=== Quoted text ===

American Psycho: Mary Harron's Misunderstood Masterpiece

In Episode 2 of Only On Video, I dig into Mary Harron’s most famous film: American Psycho. This is one of my all-time favorites—not because it’s “fun,” but because it’s brutally precise: it’s a horror film, a pitch-black comedy, and a cultural critique masquerading as a slasher...
And it’s still being argued about 25 years later.
You start in a recognizable world of 1980s Wall Street excess, then you realize you’re trapped inside Patrick Bateman’s performance of humanity. By the end, you’re left with a question the film refuses to settle: did any of this happen, and does it even matter if it didn’t?
In This Episode
Context: Release, Era, and Why It Hit
- Premiered at Sundance (January 2000), theatrical release (April 2000), and why early reviews were mixed
- Set in 1987 Manhattan at peak Reagan-era yuppie greed, but released at the tail end of the 1990s boom
- How the film became a cult object: business cards, Huey Lewis, skincare routine, “videotapes”

=== Given entries ===

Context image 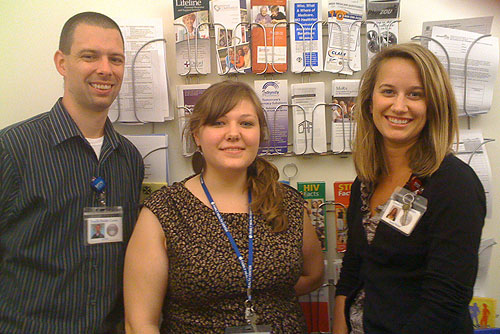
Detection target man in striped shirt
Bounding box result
[0,12,144,334]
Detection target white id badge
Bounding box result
[83,206,123,245]
[224,325,271,334]
[381,187,427,236]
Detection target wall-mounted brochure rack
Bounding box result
[309,20,345,74]
[174,20,408,76]
[411,34,498,124]
[261,102,355,156]
[347,20,382,73]
[464,34,491,130]
[111,38,169,124]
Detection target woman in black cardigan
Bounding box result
[333,44,486,334]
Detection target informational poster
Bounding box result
[429,27,499,116]
[254,80,288,154]
[211,0,252,74]
[290,0,323,73]
[250,0,288,73]
[331,79,359,154]
[173,0,210,75]
[333,181,352,253]
[297,182,328,252]
[109,18,173,124]
[325,0,365,75]
[177,84,210,157]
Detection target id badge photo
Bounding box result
[83,206,123,245]
[381,187,427,236]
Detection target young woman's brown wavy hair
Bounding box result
[184,80,288,232]
[353,43,458,183]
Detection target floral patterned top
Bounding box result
[144,179,306,333]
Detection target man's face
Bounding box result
[54,23,125,112]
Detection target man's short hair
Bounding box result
[59,12,124,55]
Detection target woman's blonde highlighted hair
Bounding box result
[184,80,288,232]
[353,43,458,183]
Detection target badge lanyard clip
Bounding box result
[90,176,106,207]
[200,174,257,326]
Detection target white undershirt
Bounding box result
[85,136,104,160]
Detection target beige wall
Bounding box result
[0,0,500,314]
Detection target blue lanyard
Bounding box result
[200,174,253,301]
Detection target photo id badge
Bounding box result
[382,187,427,236]
[224,325,271,334]
[83,206,123,245]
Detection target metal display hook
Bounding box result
[311,102,328,154]
[464,34,491,130]
[467,138,495,165]
[194,22,213,75]
[131,38,167,124]
[177,106,194,157]
[272,104,307,155]
[325,103,352,155]
[213,23,236,75]
[411,35,451,75]
[174,23,196,76]
[347,20,381,72]
[266,21,306,74]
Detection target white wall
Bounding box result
[0,0,500,314]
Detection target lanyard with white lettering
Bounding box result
[200,174,253,301]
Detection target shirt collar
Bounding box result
[49,98,120,149]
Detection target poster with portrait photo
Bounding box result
[173,0,210,75]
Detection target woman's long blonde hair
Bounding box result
[353,43,458,183]
[184,80,288,232]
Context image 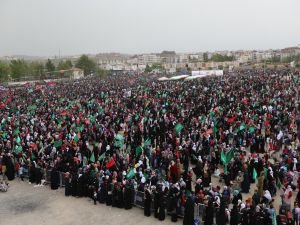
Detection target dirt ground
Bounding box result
[0,180,182,225]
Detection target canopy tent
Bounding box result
[169,75,189,80]
[184,75,207,80]
[158,77,169,81]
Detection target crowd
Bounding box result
[0,70,300,225]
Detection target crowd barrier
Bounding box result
[38,170,251,224]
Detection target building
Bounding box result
[138,54,162,65]
[70,68,84,79]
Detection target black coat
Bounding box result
[183,197,194,225]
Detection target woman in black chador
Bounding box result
[99,177,108,203]
[204,199,214,225]
[111,182,119,207]
[241,167,250,193]
[183,196,194,225]
[216,201,227,225]
[2,155,15,180]
[144,186,152,216]
[50,167,59,190]
[106,181,113,206]
[230,205,239,225]
[124,181,134,209]
[117,182,124,208]
[65,172,72,196]
[158,187,168,221]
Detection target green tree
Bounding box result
[9,59,30,79]
[0,61,10,80]
[145,64,152,73]
[29,62,45,78]
[46,59,55,73]
[203,52,208,62]
[76,55,96,76]
[57,60,73,70]
[96,68,109,77]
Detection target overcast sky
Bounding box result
[0,0,300,56]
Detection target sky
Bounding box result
[0,0,300,56]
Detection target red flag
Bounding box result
[47,81,56,86]
[106,157,116,169]
[60,110,68,116]
[227,117,234,123]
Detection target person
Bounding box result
[93,190,97,205]
[282,185,293,210]
[64,172,72,196]
[183,195,195,225]
[2,153,15,181]
[216,200,228,225]
[50,167,59,189]
[241,166,250,193]
[230,205,239,225]
[144,185,152,217]
[0,181,8,192]
[204,199,214,225]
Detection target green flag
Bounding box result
[90,152,95,163]
[16,136,21,144]
[126,168,135,179]
[116,134,124,141]
[115,134,124,148]
[264,167,268,178]
[221,149,234,175]
[135,146,143,155]
[1,132,7,138]
[272,210,277,225]
[240,123,245,130]
[54,140,62,148]
[15,145,23,154]
[144,138,151,147]
[14,129,20,135]
[277,179,282,188]
[252,168,257,180]
[248,126,255,133]
[175,123,184,134]
[74,134,79,143]
[98,152,105,162]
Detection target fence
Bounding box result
[34,170,234,224]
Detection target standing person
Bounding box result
[144,185,152,217]
[2,153,15,180]
[183,196,195,225]
[65,172,72,196]
[257,171,265,198]
[230,205,239,225]
[241,166,250,193]
[50,167,59,189]
[204,199,214,225]
[93,188,98,205]
[124,181,134,209]
[282,185,293,210]
[216,200,227,225]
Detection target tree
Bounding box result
[76,55,96,76]
[96,68,108,77]
[0,61,10,80]
[57,60,73,70]
[145,64,152,73]
[46,59,55,73]
[29,62,45,78]
[203,52,208,62]
[9,59,30,79]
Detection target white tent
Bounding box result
[169,75,189,80]
[184,75,207,80]
[158,77,169,81]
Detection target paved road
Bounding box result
[0,180,178,225]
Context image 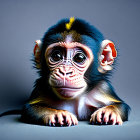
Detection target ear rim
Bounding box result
[33,40,42,69]
[98,39,117,73]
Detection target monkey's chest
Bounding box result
[56,97,96,120]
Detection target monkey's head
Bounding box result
[34,18,117,99]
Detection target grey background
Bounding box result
[0,0,140,140]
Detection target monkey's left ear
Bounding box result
[33,40,42,69]
[98,40,117,73]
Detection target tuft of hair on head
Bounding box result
[66,17,75,30]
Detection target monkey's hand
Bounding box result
[43,109,78,126]
[90,105,123,125]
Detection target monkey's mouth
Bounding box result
[53,86,85,98]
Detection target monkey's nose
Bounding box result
[59,69,73,76]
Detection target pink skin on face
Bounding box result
[45,41,93,98]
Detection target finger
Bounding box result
[50,115,56,123]
[116,115,123,125]
[90,112,96,124]
[96,111,102,123]
[66,114,72,126]
[110,112,117,125]
[103,111,110,124]
[57,113,64,125]
[70,114,78,125]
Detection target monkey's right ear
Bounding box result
[33,40,42,69]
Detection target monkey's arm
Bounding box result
[90,82,130,125]
[21,89,78,126]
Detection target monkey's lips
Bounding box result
[53,87,85,98]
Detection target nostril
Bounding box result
[59,69,65,75]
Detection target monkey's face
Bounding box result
[45,40,93,99]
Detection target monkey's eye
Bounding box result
[73,52,86,63]
[51,50,63,62]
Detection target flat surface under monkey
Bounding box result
[0,115,140,140]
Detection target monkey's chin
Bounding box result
[53,87,86,99]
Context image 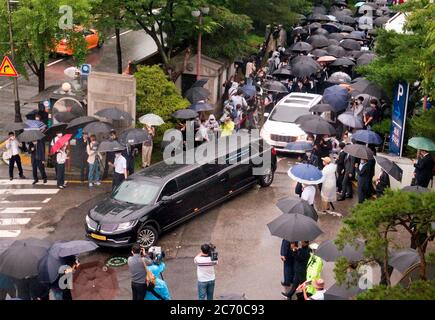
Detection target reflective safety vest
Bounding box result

===

- [Brief 1] In the American Psycho episode notes, rewrite the passage starting with "In Episode 2" and going on through "25 years later.", substituting "thriller" for "horror film".
- [Brief 2] According to the American Psycho episode notes, when did the film premiere at Sundance?
- [Brief 3] Summarize the American Psycho episode notes in two sentences.

- [Correct result 1]
In Episode 2 of Only On Video, I dig into Mary Harron’s most famous film: American Psycho. This is one of my all-time favorites—not because it’s “fun,” but because it’s brutally precise: it’s a thriller, a pitch-black comedy, and a cultural critique masquerading as a slasher...
And it’s still being argued about 25 years later.

- [Correct result 2] January 2000.

- [Correct result 3] Episode 2 of Only On Video examines Mary Harron's American Psycho, a horror film, pitch-black comedy, and cultural critique that is still argued about 25 years later. The episode covers the film's Sundance premiere and April 2000 release, its mixed early reviews, its 1987 Manhattan setting, and how details such as business cards and Huey Lewis made it a cult object.